Fragmento del texto>
Por otro lado, un histórico del elenco, Gustavo Bianchi, se unió a Fabio Zidan para una puesta de La forma de las cosas, de Neil LaBute. Otra apuesta del grupo, en su temporada en memoria de su recientemente desaparecida compañera Laura Santos, fue volver a confiar en el equipo de directoras de Julieta Lucena y Soledad Lacassy, que con su obra Vaciar chat presentaron una excelente crítica de los problemas de machismo, cancelación y mediatización digital de la vida en nuestra época.
Por su lado, El Galpón inició el año con una obra de Fernando Toja, Tristeza y alegrías en la vida de las jirafas, de Tiago Rodrigues, con un elenco de jóvenes al que se sumó el refuerzo de históricos como Alejandro Busch y Marcos Flack, y el celebrado retorno a las tablas del queridísimo Luis Pupy Fourcade, que en su papel de oso de peluche parlante fue una de las mejores actuaciones de reparto del año. Otra puesta importante fue el Hamlet dirigido por Marcelo Díaz con elenco del Galpón y actuaciones memorables de varios de ellos, como Rogelio Gracia, Walter Rey, Hugo Giachino y Camila Cayota.
La Gaviota, por su parte, tuvo dos puestas excepcionales, una dirigida por María Dodera, Slaughter, de Sergio Blanco, y El enfermo imaginario, dirigido por Sebastián Silvera (que también actuó en Slaughter). En ambos casos el elenco fue extraordinario, pero resaltó la actuación de Cristina Cabrera y Fernando Amaral en la puesta de Moliére.
Otro paso más cerca del borde
Es muy común referirse en las ciudades a los “circuitos off” para hablar de los grupos o salas que no están en las rutas más frecuentadas, llegando, en ciudades grandes como Buenos Aires, a establecerse con un público fiel y generar una nueva rizomatización a la que se llama recursivamente “off off” para decir que son más extrarradio que los anteriores.
Montevideo no tiene esa dimensión, pero sí ha dado sostén a muchas salas como Tractatus, que no sobrevivió a la pandemia, pero en la que se estrenaron grandes obras (Ser humana, Cheta, Mi hijo solo camina un poco más lento, en el Fidae, por nombrar unas pocas) o, actualmente y en la misma zona de la Ciudad Vieja, espacios como La madriguera o Espacio abierto, a los que hay que prestarles mucha atención, porque las mejores emergencias parecen concentrarse en ellos. Así, en el primero, este año vimos la excelente Sueño de la procesión de sus muertos, de Animalismo Teatro, así como el año pasado Hay algo, de Jonathan Parada, o El llanto del picabuey, en la segunda sala.

Datos aportados>
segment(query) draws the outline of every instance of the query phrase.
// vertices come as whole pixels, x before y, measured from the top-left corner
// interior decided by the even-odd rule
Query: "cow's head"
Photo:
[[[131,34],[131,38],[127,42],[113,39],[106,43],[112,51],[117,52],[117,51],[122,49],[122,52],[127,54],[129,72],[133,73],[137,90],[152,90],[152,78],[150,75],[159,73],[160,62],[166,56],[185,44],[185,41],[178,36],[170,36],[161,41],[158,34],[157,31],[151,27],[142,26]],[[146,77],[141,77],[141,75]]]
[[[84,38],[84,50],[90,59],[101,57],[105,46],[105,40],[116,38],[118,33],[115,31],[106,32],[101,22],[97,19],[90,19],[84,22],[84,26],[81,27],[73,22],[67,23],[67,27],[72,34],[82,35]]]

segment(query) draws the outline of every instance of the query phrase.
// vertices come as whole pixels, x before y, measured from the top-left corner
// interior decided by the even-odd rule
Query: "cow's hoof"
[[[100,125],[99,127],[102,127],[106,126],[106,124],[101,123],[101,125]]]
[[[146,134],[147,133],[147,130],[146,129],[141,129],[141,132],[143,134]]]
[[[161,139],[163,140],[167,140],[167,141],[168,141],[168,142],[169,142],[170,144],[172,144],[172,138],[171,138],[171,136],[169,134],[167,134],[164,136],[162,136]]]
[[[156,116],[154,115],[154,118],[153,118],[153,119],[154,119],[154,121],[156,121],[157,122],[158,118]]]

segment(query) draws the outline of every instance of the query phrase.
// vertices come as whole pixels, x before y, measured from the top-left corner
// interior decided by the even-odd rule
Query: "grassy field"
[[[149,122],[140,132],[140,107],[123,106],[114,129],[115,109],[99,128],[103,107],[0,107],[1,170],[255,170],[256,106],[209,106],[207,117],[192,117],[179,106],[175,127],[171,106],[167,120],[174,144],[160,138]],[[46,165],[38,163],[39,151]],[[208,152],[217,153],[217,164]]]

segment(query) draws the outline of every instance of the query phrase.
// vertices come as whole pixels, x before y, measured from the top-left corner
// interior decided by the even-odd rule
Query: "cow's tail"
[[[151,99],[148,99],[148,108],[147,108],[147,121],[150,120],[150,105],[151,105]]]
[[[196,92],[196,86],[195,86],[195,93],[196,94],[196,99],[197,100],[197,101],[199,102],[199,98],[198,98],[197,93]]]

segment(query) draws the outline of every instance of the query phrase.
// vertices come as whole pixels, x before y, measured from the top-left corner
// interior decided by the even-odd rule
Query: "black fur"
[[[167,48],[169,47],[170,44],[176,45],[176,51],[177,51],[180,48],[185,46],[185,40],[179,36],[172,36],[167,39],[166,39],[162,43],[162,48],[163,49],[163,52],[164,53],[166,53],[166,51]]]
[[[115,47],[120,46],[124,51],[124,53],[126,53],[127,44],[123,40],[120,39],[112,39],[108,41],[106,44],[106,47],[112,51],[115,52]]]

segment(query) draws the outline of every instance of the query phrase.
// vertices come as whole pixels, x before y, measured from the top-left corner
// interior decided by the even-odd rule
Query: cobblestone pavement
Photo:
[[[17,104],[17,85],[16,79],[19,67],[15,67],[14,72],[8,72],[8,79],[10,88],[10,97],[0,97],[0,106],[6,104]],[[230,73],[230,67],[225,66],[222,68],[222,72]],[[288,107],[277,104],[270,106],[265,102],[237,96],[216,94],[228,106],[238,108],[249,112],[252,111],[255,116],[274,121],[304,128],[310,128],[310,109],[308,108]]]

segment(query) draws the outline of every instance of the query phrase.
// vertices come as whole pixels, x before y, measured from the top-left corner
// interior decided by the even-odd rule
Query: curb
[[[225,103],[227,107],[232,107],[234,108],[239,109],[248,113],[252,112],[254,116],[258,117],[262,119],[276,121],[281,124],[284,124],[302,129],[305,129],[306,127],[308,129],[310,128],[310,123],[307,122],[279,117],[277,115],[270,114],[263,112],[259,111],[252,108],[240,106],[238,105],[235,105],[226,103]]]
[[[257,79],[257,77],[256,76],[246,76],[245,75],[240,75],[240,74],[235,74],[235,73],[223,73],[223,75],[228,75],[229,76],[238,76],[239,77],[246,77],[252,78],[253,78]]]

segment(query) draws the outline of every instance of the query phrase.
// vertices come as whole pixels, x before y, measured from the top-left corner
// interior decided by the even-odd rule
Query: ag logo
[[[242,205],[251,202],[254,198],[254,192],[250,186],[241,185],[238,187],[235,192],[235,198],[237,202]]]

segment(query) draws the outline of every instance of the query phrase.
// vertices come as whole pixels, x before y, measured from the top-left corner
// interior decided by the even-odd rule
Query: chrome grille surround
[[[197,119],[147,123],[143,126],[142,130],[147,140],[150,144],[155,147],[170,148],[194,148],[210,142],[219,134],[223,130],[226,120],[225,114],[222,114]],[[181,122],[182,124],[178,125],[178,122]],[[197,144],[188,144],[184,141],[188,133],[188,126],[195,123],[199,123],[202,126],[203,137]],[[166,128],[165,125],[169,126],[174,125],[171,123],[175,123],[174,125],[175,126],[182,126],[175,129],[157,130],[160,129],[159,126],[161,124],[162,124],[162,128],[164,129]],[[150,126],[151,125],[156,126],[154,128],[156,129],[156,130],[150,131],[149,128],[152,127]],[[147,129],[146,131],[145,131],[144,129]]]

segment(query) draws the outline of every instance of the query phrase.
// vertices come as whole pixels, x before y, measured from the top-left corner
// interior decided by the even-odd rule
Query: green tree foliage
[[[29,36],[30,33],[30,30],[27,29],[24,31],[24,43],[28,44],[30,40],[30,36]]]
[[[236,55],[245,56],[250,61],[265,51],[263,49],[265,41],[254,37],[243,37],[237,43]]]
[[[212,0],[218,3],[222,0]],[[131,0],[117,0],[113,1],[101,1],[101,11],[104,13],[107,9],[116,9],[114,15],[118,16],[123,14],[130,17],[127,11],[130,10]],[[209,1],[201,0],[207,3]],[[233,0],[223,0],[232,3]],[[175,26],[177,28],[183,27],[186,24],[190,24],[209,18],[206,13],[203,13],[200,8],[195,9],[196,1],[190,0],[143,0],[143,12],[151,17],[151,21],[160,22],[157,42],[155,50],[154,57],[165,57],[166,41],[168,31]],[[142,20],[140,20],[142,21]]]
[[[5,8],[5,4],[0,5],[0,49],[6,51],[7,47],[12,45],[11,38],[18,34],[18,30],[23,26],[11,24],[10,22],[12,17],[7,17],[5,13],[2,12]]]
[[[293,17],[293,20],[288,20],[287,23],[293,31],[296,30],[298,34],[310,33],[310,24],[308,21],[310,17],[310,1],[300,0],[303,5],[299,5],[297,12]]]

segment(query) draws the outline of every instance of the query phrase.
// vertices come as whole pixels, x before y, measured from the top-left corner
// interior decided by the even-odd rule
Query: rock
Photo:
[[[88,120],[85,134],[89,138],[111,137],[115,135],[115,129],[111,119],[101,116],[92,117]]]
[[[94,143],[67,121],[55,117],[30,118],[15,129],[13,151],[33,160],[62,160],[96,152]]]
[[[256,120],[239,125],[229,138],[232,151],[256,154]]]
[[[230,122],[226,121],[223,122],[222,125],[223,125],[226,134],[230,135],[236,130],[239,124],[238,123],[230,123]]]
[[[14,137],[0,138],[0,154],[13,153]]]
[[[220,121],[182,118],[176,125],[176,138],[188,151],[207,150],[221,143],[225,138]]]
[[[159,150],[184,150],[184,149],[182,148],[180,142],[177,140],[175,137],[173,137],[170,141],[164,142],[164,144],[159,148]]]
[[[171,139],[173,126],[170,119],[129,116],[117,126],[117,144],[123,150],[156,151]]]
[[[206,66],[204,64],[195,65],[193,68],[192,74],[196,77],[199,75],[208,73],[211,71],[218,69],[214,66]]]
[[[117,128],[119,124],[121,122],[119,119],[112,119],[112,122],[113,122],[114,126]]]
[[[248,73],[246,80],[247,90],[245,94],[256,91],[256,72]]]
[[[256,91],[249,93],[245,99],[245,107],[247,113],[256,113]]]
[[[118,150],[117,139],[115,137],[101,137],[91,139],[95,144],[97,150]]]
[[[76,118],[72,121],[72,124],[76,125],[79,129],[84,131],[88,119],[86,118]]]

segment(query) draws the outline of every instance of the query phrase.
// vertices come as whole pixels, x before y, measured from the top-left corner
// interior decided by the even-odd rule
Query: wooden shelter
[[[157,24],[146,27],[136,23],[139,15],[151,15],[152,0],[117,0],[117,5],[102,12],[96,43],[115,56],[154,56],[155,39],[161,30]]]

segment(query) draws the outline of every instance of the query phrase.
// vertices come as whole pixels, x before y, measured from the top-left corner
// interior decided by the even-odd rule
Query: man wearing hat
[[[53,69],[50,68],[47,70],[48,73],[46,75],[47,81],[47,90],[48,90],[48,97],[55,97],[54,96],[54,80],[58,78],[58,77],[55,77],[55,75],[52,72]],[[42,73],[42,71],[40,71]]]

La tarea>
Resume en forma de lista el párrafo del texto sobre teatro que empieza con «Por su lado, El Galpón inició el año», sin perder sus datos principales. No hace falta usar las filas.

Solución del ejercicio>
- El Galpón empezó el año con Tristeza y alegrías en la vida de las jirafas, de Tiago Rodrigues, a cargo de Fernando Toja.
- El elenco era joven y se reforzó con históricos como Alejandro Busch y Marcos Flack.
- Luis Pupy Fourcade volvió a las tablas, y su papel de oso de peluche parlante fue una de las mejores actuaciones de reparto del año.
- Otra puesta importante fue Hamlet, dirigido por Marcelo Díaz con elenco del Galpón.
- En Hamlet hubo actuaciones memorables de Rogelio Gracia, Walter Rey, Hugo Giachino y Camila Cayota.